### Texto fornecido
-=-=-

O media life seria o cúmulo de um fenômeno que atinge todos os sistemas tecnológicos: o tautismo (tautologia + autismo midiático) – tendência autopoiética dos sistemas fecharem-se em si mesmos, tornando-se autônomos e autossuficientes. O mundo exterior até existiria, mas ele seria filtrado através da descrição que o sistema faz de si mesmo.
A ironia na recepção do público a Não Olhe para Cima está justamente na ilusão de exterioridade: o filme supostamente seria uma “crítica” à nossa realidade política. Não! O que a raiva de Adam MacKay mira é nessa rede semiótica midiática (mídias de massa + sociais) através da qual pensamos que fazemos uma “crítica à realidade”.
O Filme
Essa produção Netflix gira em torno de um cometa que ruma rapidamente em direção da Terra. É um pouco maior do que o meteoro que exterminou os dinossauros e, de acordo com as pessoas que o descobriram pela primeira vez - a estudante de PhD do estado de Michigan, Kate Diabiasky (Jennifer Lawrence) e seu professor, Dr. Randall Mindy (Leonardo DiCaprio) - atingirá o nosso planeta em cerca de seis meses e causará um evento de nível de extinção.
Junto com o Dr. Oglethoper (da agência de Defesa Espacial), a dupla de cientistas tenta alertar o presidente Orlean (Meryl Streep) sobre o iminente “evento de extinção”, apenas para tomarem um longo chá de cadeira. Para depois encontrá-la mais preocupada com as eleições de meio de mandato ao lado do indiferente filho Chefe do Gabinete Jason (Jonah Hill). Para Orlean, a imagem do cometa é muito “feia” para a opinião pública.
Vendo que da presidenta Orlean (uma pitada de Hillary Clinton com colheres cheias de Trump) nada conseguirão, fazem a pior escolha possível: anunciar a verdade para o mundo num telejornal matinal de notícias e entretenimento (infotenimento) dos âncoras Jack e Brie (Tyler Perry e Cate Blanchett) que sempre procuram o viés positivo nas más notícias.
Kate e Dr. Mindy ficam perplexos quando o telejornal transforma iminente extinção da humanidade numa “curiosidade científica”, num quadro do programa que sucede a fofocas da vida de celebridades.
Kate explode de raiva no programa, para ser rotulada como louca e se transformar em meme na Internet. Enquanto Dr. Mindy se torna a parte aceitável da Ciência: se perde no caminho, para ter um caso com Brie, perder sua esposa e filhos e se corromper no mundo dos influenciadores digitais.
Tudo muda para ainda pior quando Orlean vê interesse estratégico político em reconhecer a existência do cometa – um escândalo envolvendo seu partido na disputa eleitoral exige algum acontecimento para desviar a atenção do público. Transforma o lançamento de ônibus espacial para destruir o cometa num evento patriótico – levando um general idiota de extrema-direita que acha que destruirá o cometa apenas com rajadas de metralhadora no espaço.

-=-=-

### Tarefas a realizar
a. Extraia do texto sobre o filme Não Olhe para Cima o trecho que vai de "Vendo que da" até "nas más notícias.", sem nenhuma alteração.
b. Prossiga a redação do texto sobre o filme Não Olhe para Cima a partir do ponto em que ele termina.
As linhas apresentadas a seguir não têm nenhuma função nesta atividade.

### Material fornecido
-=-=-

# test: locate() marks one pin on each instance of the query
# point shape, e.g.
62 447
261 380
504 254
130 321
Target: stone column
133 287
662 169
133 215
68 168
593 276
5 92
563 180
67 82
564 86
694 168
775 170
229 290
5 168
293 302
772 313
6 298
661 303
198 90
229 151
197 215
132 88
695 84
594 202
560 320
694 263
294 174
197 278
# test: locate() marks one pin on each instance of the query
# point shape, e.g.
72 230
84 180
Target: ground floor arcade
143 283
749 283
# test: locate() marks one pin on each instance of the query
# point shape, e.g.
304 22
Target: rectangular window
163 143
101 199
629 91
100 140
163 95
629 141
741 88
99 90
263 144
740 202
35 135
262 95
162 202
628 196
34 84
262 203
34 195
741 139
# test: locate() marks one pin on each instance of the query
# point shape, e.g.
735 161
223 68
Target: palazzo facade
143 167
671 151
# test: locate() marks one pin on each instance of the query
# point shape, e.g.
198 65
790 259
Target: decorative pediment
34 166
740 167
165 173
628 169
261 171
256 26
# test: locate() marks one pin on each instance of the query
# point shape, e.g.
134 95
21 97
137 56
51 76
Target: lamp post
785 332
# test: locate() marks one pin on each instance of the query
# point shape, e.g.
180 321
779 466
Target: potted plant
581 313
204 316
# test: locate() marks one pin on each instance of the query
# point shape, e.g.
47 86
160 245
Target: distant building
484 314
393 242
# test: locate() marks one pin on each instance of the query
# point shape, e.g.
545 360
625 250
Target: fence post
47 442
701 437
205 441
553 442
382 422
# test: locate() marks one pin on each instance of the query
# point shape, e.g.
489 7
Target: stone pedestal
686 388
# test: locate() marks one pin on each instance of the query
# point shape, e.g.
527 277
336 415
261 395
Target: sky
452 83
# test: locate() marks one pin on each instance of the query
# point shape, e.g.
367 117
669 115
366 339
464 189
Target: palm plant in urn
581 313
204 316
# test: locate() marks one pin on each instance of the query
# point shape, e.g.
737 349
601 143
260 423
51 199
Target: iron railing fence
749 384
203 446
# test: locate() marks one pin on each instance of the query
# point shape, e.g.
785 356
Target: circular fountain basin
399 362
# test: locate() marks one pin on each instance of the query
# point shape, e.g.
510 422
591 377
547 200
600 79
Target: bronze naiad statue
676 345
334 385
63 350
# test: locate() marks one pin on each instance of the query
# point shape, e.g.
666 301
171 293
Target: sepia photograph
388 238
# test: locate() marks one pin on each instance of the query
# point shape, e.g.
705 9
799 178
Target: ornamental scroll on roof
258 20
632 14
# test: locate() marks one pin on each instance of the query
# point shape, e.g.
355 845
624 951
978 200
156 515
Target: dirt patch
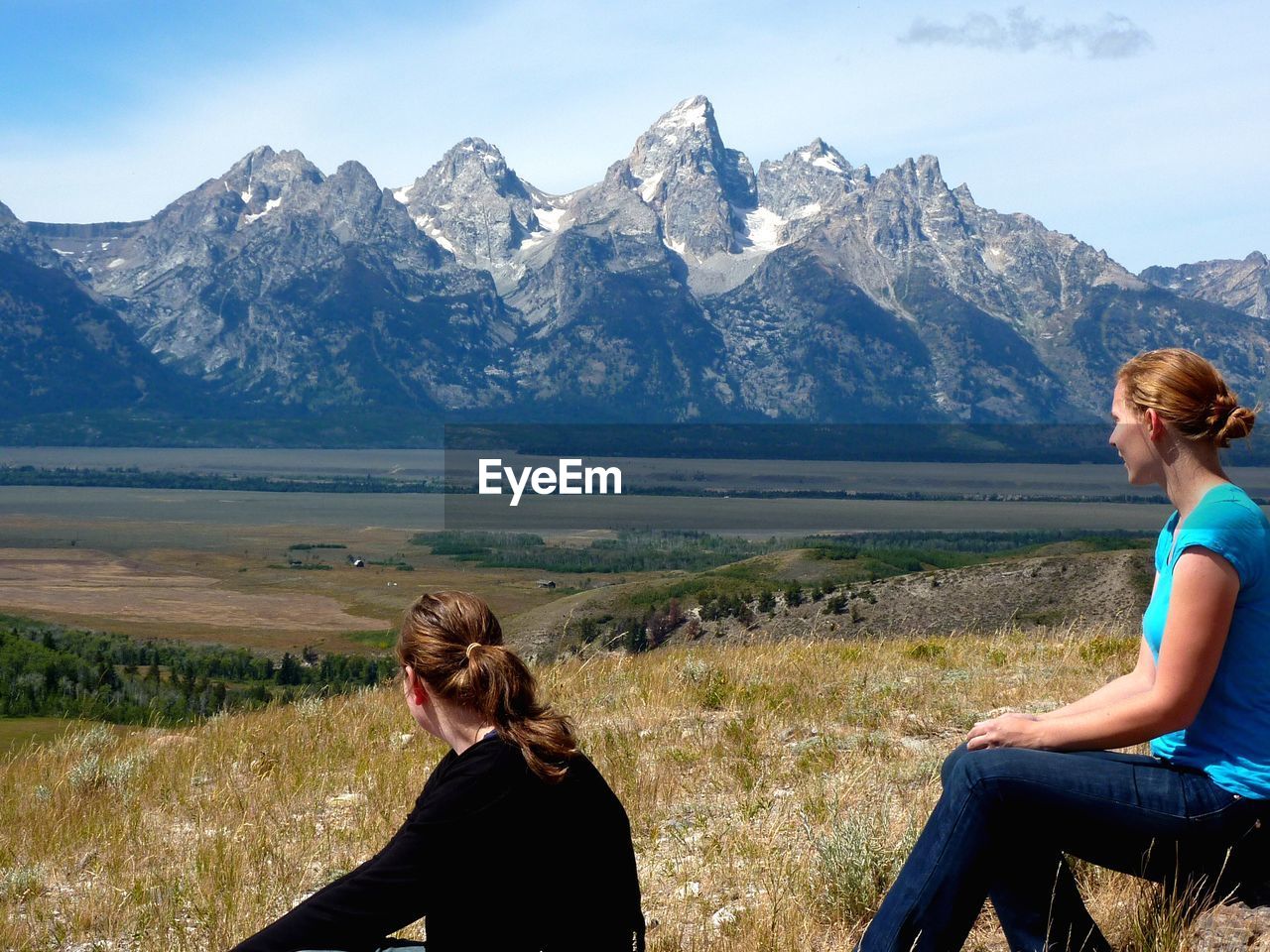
99 585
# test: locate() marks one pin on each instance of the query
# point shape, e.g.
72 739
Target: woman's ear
414 688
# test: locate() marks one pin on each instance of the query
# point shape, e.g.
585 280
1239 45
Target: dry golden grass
772 791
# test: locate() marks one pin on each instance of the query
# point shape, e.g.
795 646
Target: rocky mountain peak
472 204
1241 285
263 176
699 188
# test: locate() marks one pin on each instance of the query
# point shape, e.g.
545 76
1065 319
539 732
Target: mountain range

-=-=-

### Respostas esperadas
a.
Vendo que da presidenta Orlean (uma pitada de Hillary Clinton com colheres cheias de Trump) nada conseguirão, fazem a pior escolha possível: anunciar a verdade para o mundo num telejornal matinal de notícias e entretenimento (infotenimento) dos âncoras Jack e Brie (Tyler Perry e Cate Blanchett) que sempre procuram o viés positivo nas más notícias.

b.
Até tudo ser cancelado com a entrada de um novo personagem híbrido: o bilionário de uma Big Tech do Vale do Silício chamado Mark Rylance (Peter Isherwell, numa mistura de Steve Jobs com Elon Musk) que vê no cometa a oportunidade fantástica de lucros (US$140 trilhões de ativos na forma de minério de matéria-prima para a indústria eletrônica). Decide minerar o objeto celeste com robôs, antes de destruí-lo.
O problema é que o tempo é exíguo, enquanto acompanhamos nas redes sociais um fenômeno ainda pior que das fake news: a pós-verdade. A transformação da dupla de cientistas Dr. Mindy e Kate em memes-celebridades e a polarização política nas redes transformando qualquer fato científico em opinião ou viés.
No pouco tempo que falta para a humanidade fazer alguma coisa a respeito, as pessoas ficam grudadas em seus celulares não levando nada a sério. Pesquisas sobre a porcentagem das pessoas que acreditam ou não na existência do cometa viram discussões intermináveis nas mídias, minando a verdade científica e, o que é pior, a própria metodologia científica através da qual se constrói a verdade.
Pateticamente Dr. Mindy reivindica “revisão entre os pares” de instituições científicas como única forma de tornar mais precisos os dados sobre o cometa. Mas todos ao redor estão mais preocupados no rendimento midiático de pesquisas de opinião, alcance dos memes e as curtidas em “lacrações” nas mídias sociais.
Acertadamente, Não Olhe para Cima descreve como o relativismo radical da pós-verdade está na base da onda negacionista: afinal, quem o cientista pensa que é para querer impor sua “opinião”?
O destino irônico de Não Olhe para Cima – alerta de spoilers à frente
Mesmo quando o cometa se torna visível a olho nu, a presença ameaçadora no céu não é o suficiente para romper a rede semiótica na qual todos estão imersos. Nas mídias sociais, Kate exorta as pessoas a “olharem para cima”. Frase que apenas provoca reação polarizada negacionista para as pessoas fazerem o contrário. Como o faz a presidenta Orlean, conclamando aos eleitores “olharem para baixo e seguir em frente”, isto é, desde que votem em seu partido...
O panorama descrito pelo filme é tão tragicômico que mesmo no underground de jovens insatisfeitos, a indignação sincera de Kate transforma-se em memes ou ícones impressos em adesivos de skates. Até mesmo a “resistência” é prisioneira da matrix semiótica.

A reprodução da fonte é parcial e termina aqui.